Welcome to the chat.
I am a pandemic first-time parent (at some point this will be like an old lady badge of honor, but now it’s just an apt descriptor). I found out I was pregnant in January 2020 and slowly watched all of my expectations about what my pregnancy might be like disappear.
I once cried in a Target because the woman working at the check-out was the first stranger to acknowledge I was pregnant and ask me how I was feeling.
Then came our son. When he was born I was bewildered. Tired. Overwhelmed. Of course, I thought he was cute, but I hadn’t been prepared to welcome him to the world in the time of shutdown. I had envisioned a maternity leave spent with other new parents sipping coffees and sharing war stories. Instead, I was scared to take him in the elevator of our Brooklyn apartment building. Not to mention, I was constantly wondering if my organs were going to fall out of my body, if I would ever sleep again, if I was a good mom, if I was ruining my child since I had to supplement my breastmilk with formula.

▶ Records in a dataset:
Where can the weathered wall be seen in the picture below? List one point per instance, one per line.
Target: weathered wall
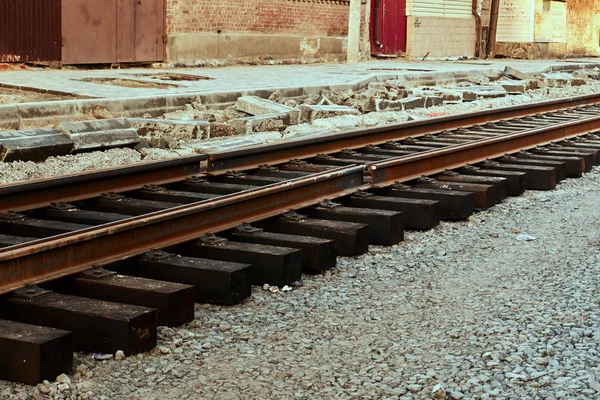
(440, 37)
(579, 36)
(582, 27)
(304, 17)
(200, 31)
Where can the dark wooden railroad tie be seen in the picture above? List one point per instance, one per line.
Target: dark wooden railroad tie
(98, 326)
(538, 178)
(215, 281)
(485, 196)
(417, 213)
(454, 205)
(560, 167)
(274, 265)
(516, 182)
(386, 228)
(351, 238)
(318, 254)
(32, 353)
(174, 302)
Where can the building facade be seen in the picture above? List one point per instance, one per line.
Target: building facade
(199, 31)
(214, 32)
(531, 29)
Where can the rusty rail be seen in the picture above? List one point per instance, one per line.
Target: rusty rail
(252, 157)
(43, 192)
(58, 256)
(406, 168)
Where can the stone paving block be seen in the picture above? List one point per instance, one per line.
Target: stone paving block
(557, 79)
(408, 103)
(255, 105)
(9, 117)
(514, 86)
(515, 73)
(191, 129)
(472, 93)
(310, 113)
(433, 101)
(259, 123)
(33, 144)
(219, 129)
(100, 134)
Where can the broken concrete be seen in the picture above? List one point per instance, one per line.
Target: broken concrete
(218, 129)
(259, 123)
(100, 134)
(514, 87)
(190, 129)
(515, 73)
(472, 93)
(310, 113)
(557, 79)
(255, 105)
(33, 144)
(408, 103)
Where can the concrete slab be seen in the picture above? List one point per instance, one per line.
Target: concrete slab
(310, 113)
(259, 123)
(518, 87)
(254, 105)
(179, 128)
(100, 134)
(9, 116)
(33, 144)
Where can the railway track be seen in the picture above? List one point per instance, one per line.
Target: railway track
(279, 210)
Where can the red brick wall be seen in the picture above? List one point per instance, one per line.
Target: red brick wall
(582, 35)
(299, 17)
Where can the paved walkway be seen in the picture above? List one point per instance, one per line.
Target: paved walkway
(244, 78)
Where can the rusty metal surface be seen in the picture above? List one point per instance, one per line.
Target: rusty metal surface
(111, 31)
(148, 30)
(43, 192)
(388, 26)
(88, 31)
(63, 255)
(252, 157)
(30, 30)
(406, 168)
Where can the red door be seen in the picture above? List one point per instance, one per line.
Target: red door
(388, 27)
(112, 31)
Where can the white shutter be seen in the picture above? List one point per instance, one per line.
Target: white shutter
(458, 8)
(515, 21)
(442, 8)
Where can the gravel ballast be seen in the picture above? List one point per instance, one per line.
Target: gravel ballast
(503, 305)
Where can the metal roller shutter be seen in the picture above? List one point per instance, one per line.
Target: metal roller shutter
(515, 21)
(443, 8)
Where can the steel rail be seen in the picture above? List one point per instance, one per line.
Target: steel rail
(406, 168)
(47, 259)
(254, 156)
(43, 192)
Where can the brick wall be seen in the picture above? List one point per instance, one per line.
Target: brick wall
(298, 17)
(582, 27)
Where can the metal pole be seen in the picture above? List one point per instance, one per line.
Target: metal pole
(491, 45)
(353, 52)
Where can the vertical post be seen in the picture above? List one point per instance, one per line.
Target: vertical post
(354, 32)
(491, 45)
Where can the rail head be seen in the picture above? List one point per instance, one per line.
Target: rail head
(22, 196)
(406, 168)
(67, 254)
(324, 142)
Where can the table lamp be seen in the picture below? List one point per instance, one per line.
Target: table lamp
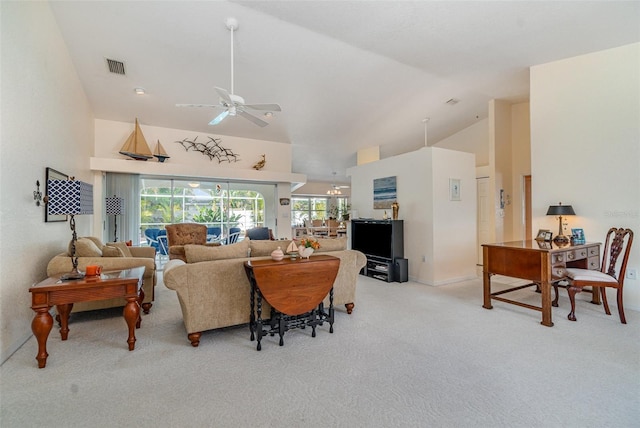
(70, 197)
(115, 206)
(560, 210)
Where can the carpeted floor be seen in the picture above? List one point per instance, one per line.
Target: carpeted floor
(410, 355)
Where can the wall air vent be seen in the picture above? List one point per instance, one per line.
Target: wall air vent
(116, 67)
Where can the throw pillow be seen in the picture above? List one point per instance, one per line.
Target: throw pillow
(264, 248)
(122, 247)
(202, 253)
(85, 247)
(331, 244)
(109, 251)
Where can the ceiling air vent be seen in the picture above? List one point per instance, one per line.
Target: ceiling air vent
(116, 67)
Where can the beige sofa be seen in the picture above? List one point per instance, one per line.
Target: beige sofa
(213, 289)
(111, 256)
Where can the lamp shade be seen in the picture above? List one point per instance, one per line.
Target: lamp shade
(69, 197)
(560, 210)
(114, 205)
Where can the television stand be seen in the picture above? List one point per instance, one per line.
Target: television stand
(379, 268)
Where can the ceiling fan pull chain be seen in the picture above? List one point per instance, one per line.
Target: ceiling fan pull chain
(232, 28)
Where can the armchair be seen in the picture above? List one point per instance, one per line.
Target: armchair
(617, 244)
(181, 234)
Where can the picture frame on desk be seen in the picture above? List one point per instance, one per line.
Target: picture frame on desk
(544, 235)
(577, 236)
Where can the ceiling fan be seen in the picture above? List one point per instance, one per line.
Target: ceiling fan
(233, 104)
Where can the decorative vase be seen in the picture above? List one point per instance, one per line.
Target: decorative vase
(277, 254)
(305, 252)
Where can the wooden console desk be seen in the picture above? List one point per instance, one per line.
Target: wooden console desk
(295, 290)
(542, 263)
(63, 294)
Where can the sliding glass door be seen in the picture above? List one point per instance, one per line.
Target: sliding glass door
(218, 204)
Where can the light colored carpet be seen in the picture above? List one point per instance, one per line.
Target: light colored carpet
(410, 355)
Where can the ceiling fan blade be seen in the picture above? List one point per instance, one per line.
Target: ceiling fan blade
(269, 107)
(197, 105)
(224, 95)
(219, 118)
(252, 118)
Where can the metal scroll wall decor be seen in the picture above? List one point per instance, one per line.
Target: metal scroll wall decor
(211, 148)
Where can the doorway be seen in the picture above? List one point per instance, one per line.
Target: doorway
(527, 207)
(484, 214)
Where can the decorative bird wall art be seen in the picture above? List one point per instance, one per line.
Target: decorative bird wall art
(211, 148)
(260, 164)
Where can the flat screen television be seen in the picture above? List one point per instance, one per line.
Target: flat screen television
(375, 238)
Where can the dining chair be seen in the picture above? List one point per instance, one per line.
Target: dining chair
(611, 274)
(214, 234)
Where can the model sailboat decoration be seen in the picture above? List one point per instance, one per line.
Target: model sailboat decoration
(160, 153)
(136, 146)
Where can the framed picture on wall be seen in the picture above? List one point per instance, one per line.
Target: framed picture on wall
(454, 189)
(544, 235)
(577, 235)
(384, 192)
(52, 174)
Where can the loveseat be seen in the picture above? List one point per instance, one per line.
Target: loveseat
(213, 289)
(111, 256)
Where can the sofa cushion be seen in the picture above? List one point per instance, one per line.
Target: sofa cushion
(202, 253)
(122, 247)
(86, 247)
(264, 248)
(330, 244)
(109, 251)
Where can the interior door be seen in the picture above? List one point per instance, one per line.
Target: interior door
(484, 223)
(527, 207)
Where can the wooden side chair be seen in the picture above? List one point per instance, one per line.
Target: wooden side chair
(612, 271)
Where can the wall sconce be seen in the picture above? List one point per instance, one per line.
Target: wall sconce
(37, 194)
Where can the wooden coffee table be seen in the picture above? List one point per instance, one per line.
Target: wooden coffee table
(63, 294)
(295, 289)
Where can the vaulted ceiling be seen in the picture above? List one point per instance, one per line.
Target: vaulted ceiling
(347, 74)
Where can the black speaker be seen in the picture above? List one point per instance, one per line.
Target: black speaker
(401, 270)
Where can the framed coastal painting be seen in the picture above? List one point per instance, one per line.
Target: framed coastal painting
(52, 174)
(384, 192)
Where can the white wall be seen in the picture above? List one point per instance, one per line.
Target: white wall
(473, 139)
(46, 122)
(442, 231)
(585, 145)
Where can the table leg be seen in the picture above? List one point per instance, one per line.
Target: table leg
(131, 314)
(63, 313)
(41, 326)
(486, 286)
(546, 304)
(140, 299)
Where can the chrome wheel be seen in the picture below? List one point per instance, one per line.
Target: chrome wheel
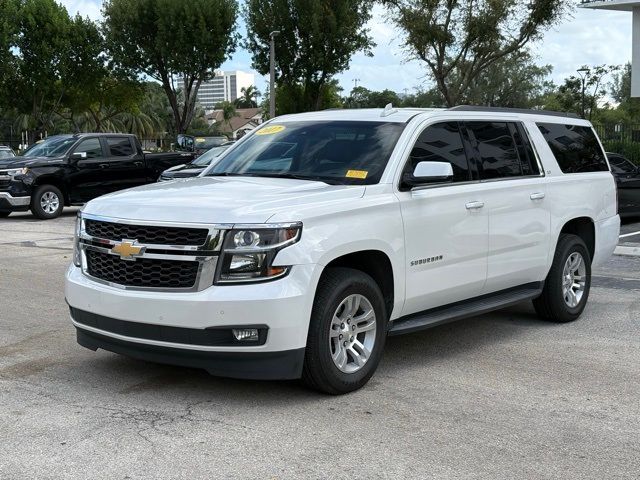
(574, 280)
(49, 202)
(353, 333)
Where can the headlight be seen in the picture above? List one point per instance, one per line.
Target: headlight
(248, 253)
(16, 171)
(77, 260)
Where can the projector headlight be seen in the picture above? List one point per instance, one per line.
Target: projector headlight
(248, 253)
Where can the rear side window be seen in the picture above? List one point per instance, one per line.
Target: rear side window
(497, 149)
(576, 148)
(119, 146)
(441, 143)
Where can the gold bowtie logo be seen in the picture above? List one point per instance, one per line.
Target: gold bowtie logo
(128, 250)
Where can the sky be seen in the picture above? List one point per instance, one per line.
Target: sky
(587, 37)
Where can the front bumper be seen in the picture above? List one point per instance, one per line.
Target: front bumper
(283, 307)
(284, 365)
(10, 203)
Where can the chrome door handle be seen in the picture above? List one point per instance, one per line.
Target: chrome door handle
(474, 205)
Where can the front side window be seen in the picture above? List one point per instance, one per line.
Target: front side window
(335, 152)
(90, 146)
(576, 148)
(496, 148)
(441, 142)
(119, 147)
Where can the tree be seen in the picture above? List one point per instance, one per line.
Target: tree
(249, 97)
(317, 40)
(463, 38)
(178, 43)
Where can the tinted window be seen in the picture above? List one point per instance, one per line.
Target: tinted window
(441, 143)
(496, 148)
(90, 146)
(119, 147)
(335, 152)
(621, 165)
(576, 148)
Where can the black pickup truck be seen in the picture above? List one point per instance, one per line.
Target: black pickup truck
(68, 170)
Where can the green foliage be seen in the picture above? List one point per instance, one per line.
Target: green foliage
(458, 40)
(317, 40)
(170, 40)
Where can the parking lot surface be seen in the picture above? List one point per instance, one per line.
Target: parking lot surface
(503, 395)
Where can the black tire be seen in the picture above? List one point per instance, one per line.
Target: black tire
(320, 372)
(36, 207)
(551, 305)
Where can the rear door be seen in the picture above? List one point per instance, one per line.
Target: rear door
(446, 226)
(87, 170)
(514, 189)
(126, 168)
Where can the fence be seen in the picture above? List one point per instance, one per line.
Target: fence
(621, 138)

▶ INSTRUCTIONS:
1) Transcribe the part of the essay about pandemic parenthood above that opens with the words "I once cried" and closes with "I was feeling.".
2) Answer these questions using the essay about pandemic parenthood above.
(a) In what month and year did the writer find out about the pregnancy?
(b) In what store did the writer once cry?
(c) In what borough was the writer's apartment building?

▶ TASK-BY-TASK ANSWERS:
1)
I once cried in a Target because the woman working at the check-out was the first stranger to acknowledge I was pregnant and ask me how I was feeling.

2)
(a) January 2020
(b) A Target
(c) Brooklyn